Affirmed and Opinion Filed December 28, 2022

In The Court of Appeals Fifth District of Texas at Dallas No. 05-21-00758-CV

YVETTE BRANCH, Appellant V. LAURA MCCASKILL, COLDWELL BANKER RESIDENTIAL BROKERAGE COMPANY, AND NRT TEXAS, LLC, Appellees

On Appeal from the 192nd District Court Dallas County, Texas Trial Court Cause No. DC-20-00311

MEMORANDUM OPINION Before Justices Myers, Pedersen, III, and Garcia Opinion by Justice Pedersen, III Appellant challenges the trial court’s judgment awarding attorney’s fees to

appellees. The trial court considered evidence of attorney’s fees after having

previously granted motions for summary judgment on the merits in favor of

appellees. Appellant presents three issues here, asserting the trial court erred by

awarding attorney’s fees: (1) pursuant to contract; (2) pursuant to the Texas

Deceptive Trade Practices-Consumer Protection Act (DTPA); and (3) that were not

reasonable and necessary. We overrule appellant’s first and third issues. We need not and do not decide appellant’s second issue. See TEX. R. APP. P. 47.1. We affirm

the trial court’s judgment awarding attorney’s fees to appellees.

Factual background

Non-parties Mathew and Katherine Bergin entered into a “TREC One to Four

Family Residential Contract (Resale)” with appellant Yvette Branch for the sale of

real property. Appellees—Laura McCaskill, Coldwell Banker Residential Brokerage

Company, and NRT Texas, LLC—represented the Bergins in the transaction.

Appellant was represented by her own real estate agent and broker when she

executed the contract with the Bergins. Appellees never represented appellant.

Appellant failed to close the deal. In response, the Bergins—in another

lawsuit1—sued appellant for specific performance. Soon after the deal foundered,

appellant shut off utilities at the property, moved to Georgia, and left the property

vacant.

▸ Actions to take:
a) According to the court opinion, which court did the appeal come from?
b) Quote the court opinion, everything from "Non-parties Mathew and" down to "never represented appellant.".
Rely only on the court opinion for these answers.

▸ Collected data:
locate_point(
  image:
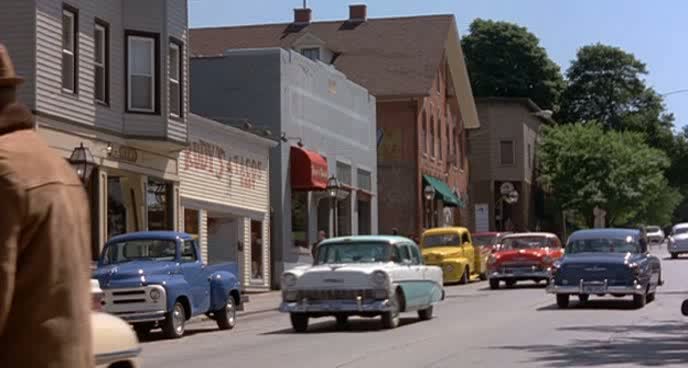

▸ Task results:
a) The 192nd District Court, Dallas County, Texas.

b)
Non-parties Mathew and Katherine Bergin entered into a “TREC One to Four

Family Residential Contract (Resale)” with appellant Yvette Branch for the sale of

real property. Appellees—Laura McCaskill, Coldwell Banker Residential Brokerage

Company, and NRT Texas, LLC—represented the Bergins in the transaction.

Appellant was represented by her own real estate agent and broker when she

executed the contract with the Bergins. Appellees never represented appellant.